- WHAT IS NEEDED -
Reproduce the items below with every instance of "this photo" switched to "this image", leaving everything else unchanged. Leave the pictures out of your output.

[Items from a dataset]
[BEGIN]

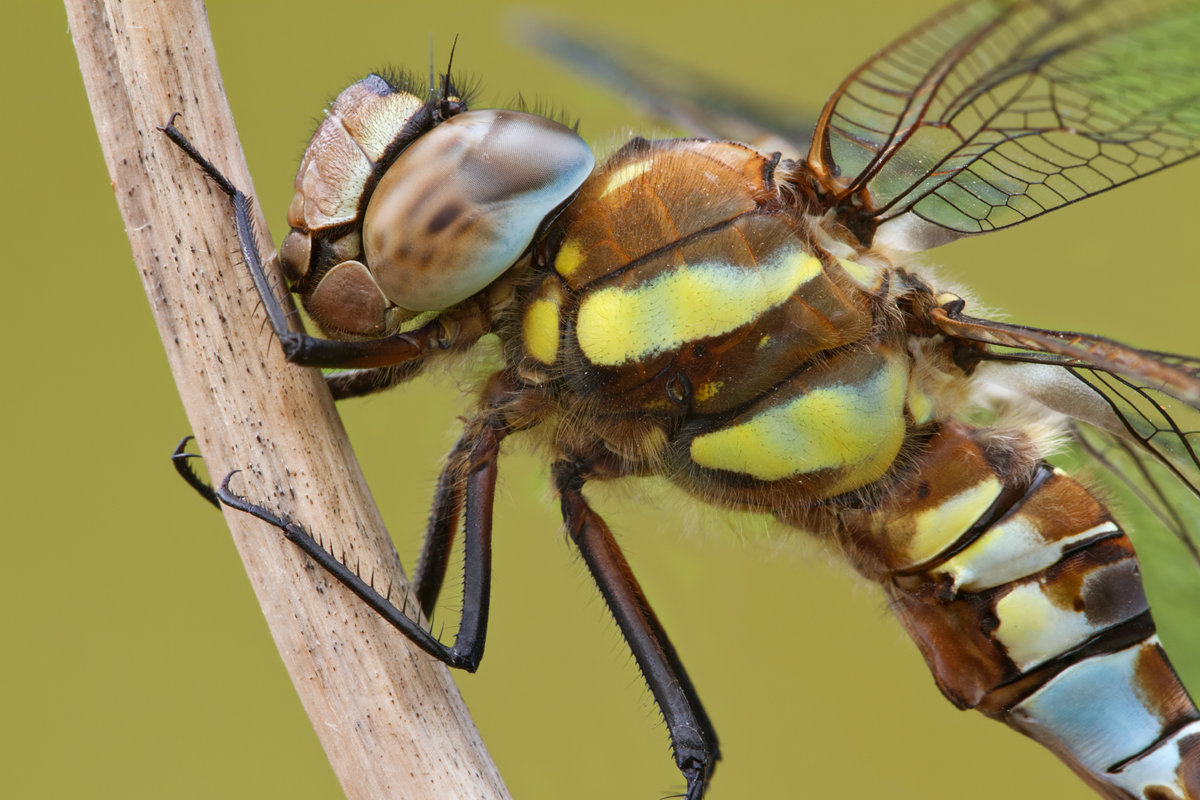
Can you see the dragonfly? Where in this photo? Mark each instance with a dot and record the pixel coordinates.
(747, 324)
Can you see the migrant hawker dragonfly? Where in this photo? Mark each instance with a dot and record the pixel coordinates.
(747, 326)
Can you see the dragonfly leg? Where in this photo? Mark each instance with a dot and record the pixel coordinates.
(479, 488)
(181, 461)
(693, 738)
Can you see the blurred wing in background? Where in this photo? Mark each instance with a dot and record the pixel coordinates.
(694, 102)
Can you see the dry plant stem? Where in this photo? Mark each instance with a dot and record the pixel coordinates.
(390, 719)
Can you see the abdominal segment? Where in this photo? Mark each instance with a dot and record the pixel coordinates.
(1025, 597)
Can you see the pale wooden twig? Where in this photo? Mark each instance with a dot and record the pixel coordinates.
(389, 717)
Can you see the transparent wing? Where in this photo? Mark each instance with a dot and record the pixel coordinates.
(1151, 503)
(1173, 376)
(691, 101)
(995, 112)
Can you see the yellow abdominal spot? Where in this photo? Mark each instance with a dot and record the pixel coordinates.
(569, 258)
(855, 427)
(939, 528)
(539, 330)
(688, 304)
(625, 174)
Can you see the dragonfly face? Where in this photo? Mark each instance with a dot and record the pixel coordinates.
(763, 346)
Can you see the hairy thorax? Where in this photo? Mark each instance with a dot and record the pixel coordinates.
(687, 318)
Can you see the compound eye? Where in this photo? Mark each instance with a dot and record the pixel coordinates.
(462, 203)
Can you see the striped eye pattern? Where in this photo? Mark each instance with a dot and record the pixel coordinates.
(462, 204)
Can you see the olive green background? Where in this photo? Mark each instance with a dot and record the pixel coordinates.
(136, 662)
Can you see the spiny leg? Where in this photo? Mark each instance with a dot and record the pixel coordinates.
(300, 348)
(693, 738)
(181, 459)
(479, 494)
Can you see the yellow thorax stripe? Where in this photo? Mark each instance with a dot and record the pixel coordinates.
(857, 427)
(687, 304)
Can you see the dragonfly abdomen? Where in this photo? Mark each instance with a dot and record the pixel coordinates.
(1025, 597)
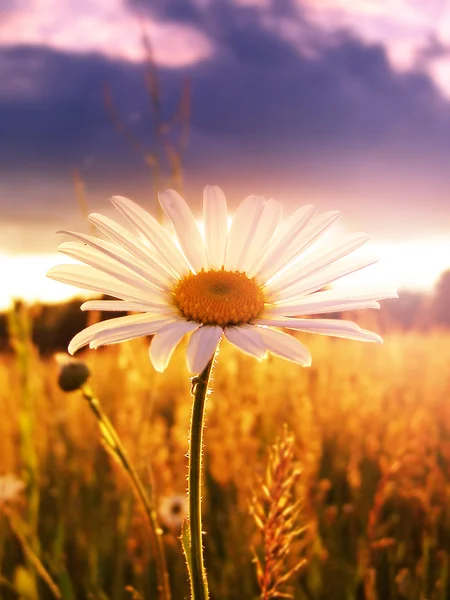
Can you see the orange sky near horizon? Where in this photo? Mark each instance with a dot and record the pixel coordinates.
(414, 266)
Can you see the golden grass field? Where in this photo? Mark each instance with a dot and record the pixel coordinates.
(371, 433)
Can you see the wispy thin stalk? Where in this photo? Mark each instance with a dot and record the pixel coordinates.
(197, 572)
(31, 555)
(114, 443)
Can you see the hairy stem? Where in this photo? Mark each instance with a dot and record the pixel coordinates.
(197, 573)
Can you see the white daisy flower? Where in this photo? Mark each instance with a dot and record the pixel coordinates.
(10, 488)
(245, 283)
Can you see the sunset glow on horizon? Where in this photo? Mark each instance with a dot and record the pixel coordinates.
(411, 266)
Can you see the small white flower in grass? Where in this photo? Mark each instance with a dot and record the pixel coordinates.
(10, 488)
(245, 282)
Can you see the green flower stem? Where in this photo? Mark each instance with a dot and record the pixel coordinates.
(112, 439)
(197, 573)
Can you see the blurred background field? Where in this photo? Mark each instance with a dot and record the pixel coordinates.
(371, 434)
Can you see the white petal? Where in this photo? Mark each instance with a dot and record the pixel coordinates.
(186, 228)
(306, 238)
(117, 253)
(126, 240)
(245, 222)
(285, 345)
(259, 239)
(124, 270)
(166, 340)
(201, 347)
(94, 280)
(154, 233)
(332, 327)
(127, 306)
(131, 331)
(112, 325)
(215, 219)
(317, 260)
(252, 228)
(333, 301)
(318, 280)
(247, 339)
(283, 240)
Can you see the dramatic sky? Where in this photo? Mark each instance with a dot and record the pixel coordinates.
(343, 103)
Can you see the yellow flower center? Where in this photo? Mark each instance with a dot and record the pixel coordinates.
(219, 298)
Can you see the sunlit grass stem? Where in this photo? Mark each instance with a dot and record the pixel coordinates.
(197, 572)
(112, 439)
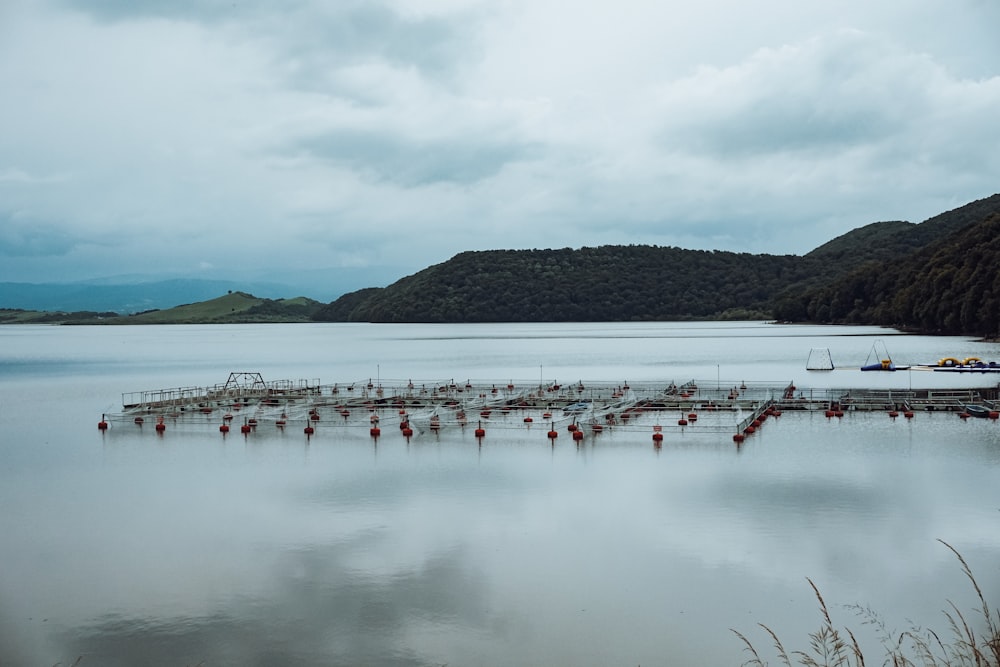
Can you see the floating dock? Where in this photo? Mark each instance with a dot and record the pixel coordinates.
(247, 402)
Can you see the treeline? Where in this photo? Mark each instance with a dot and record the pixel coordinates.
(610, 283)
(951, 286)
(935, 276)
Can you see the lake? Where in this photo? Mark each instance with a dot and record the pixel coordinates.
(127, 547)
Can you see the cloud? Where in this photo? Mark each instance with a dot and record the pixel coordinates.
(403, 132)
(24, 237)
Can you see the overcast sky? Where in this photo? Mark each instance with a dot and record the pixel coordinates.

[END]

- ANSWER TO THIS PROBLEM -
Can you see the dragonfly? Where in this image? Mark each instance with a dot and record the pixel coordinates.
(747, 324)
Can you see the migrant hawker dragonfly? Where in this image? Mark each instance with a dot and record the pixel coordinates.
(747, 326)
Can you see the dragonfly leg? Where in this image? Mark each instance with a dot and record the pixel coordinates.
(479, 488)
(181, 461)
(693, 738)
Can you see the blurred wing in background? Where in this image? Mark each instance with a dot and record the pixel coordinates.
(694, 102)
Can you see the dry plant stem? Where in this image? Mark each instance with a dot and record the pixel coordinates.
(390, 719)
Can you see the abdominal segment? Where in this image? Mark each instance with a dot and record the pixel coordinates.
(1025, 597)
Can you see the pale wooden twig? Where in this image? Mark each instance with a dot and record the pixel coordinates.
(389, 717)
Can you see the transparent wing? Where in this image? Mark each instance with a dot and record the pixel coordinates.
(1151, 503)
(1173, 376)
(691, 101)
(995, 112)
Can you see the yellow abdominal spot? Where in this image? Mark each instance with a dot and record the pixel coordinates.
(569, 258)
(855, 427)
(939, 528)
(539, 330)
(688, 304)
(625, 174)
Can you see the dragonfly face? Where in this image? Mark each instance with a dot and record the pixel coordinates.
(763, 346)
Can you see the hairy thorax? Where in this image? Mark each instance with a dot and record the pixel coordinates.
(687, 318)
Can you see the compound eye? Where in this image? Mark each instance with a dot and record the pixel coordinates.
(462, 203)
Can you see the striped eye pattern? Where in this image? Mark each instance with a dot and record the pixel coordinates.
(462, 204)
Can you see the olive green background? Where in this image? Mark each instance with a dot and record the pixel coordinates.
(136, 662)
Can you see the spiny leg? Where in this image? Mark each instance with a dot and record the pixel coordinates.
(300, 348)
(693, 738)
(181, 459)
(479, 494)
Can you see the yellow thorax stripe? Where in this image? Mark each instance with a dot and record the pixel coordinates.
(857, 427)
(687, 304)
Can you see the dragonfly abdomen? Where in this image? Mark each instance with a dot and record the pixel coordinates.
(1025, 597)
Can you see the orange sky near horizon? Where in this image? Mark each instance with a dot and record the pixel coordinates.
(414, 266)
Can you see the golden grass field? Where in this image? Mark each instance with a dot and record the pixel coordinates.
(371, 433)
Can you see the wispy thin stalk? Where in this image? Mark each instance with a dot and record the pixel coordinates.
(197, 572)
(31, 555)
(114, 443)
Can you see the hairy stem? Where in this image? Mark each instance with a dot and record the pixel coordinates.
(197, 573)
Can you see the white daisy flower? Where in this image? Mark each instance with a dot and record the pixel coordinates.
(10, 488)
(245, 283)
Can you see the sunset glow on horizon? Where in this image? Mark each instance with a dot and record the pixel coordinates.
(411, 266)
Can you see the small white flower in grass? Where in this image? Mark each instance with a dot and record the pixel coordinates.
(10, 488)
(245, 282)
Can you see the green flower stem? Where in this image? Mark each instance with a dot and record the pixel coordinates.
(112, 439)
(197, 573)
Can you see the blurred background field? Where in this image? Mark each instance with a dot and record the pixel coordinates.
(371, 434)
Can you see the white petal? Where in this image? Mark each instance with a dot and record the pixel coordinates.
(186, 228)
(306, 238)
(117, 253)
(126, 240)
(245, 222)
(285, 345)
(259, 239)
(124, 270)
(166, 340)
(201, 347)
(94, 280)
(154, 233)
(332, 327)
(127, 306)
(131, 331)
(112, 325)
(215, 219)
(317, 260)
(252, 228)
(333, 301)
(318, 280)
(247, 339)
(283, 240)
Can you see the dramatic sky? Where in this image? Mark each instance with a dot and record the pixel coordinates.
(343, 103)
Can you see the yellow flower center? Where in this image? Mark each instance with a dot and record the pixel coordinates.
(219, 298)
Can you see the sunlit grass stem? Where in this image? Mark each instance with a dot and record the pixel coordinates.
(197, 572)
(112, 439)
Can you see the floating dock? Where in this image? Mark each instance with a dot and record the pixel coordinates.
(247, 402)
Can you see the treeline? Where in this image? Mark each instance with a dot and record the pixel coordinates.
(610, 283)
(951, 286)
(935, 276)
Can you see the lake? Where in this image? Mark each instance with a dot and record the pixel coordinates.
(127, 547)
Can you see the cloud? Where in this image? Mark each instance with a dot and record the pixel coordinates.
(403, 132)
(24, 237)
Can you see the overcast sky? Where in this image? Mark each instance with a dot and record the pixel coordinates.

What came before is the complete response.